═══ Material for the task
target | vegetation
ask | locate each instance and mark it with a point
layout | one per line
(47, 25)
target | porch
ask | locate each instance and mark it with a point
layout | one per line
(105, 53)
══════
Task description
The data should be transcribed exactly, line for line.

Response
target | vegetation
ask | locate each instance and mark it with a point
layout | one per line
(47, 25)
target | porch
ask | locate each instance and mark it with a point
layout | one per line
(105, 53)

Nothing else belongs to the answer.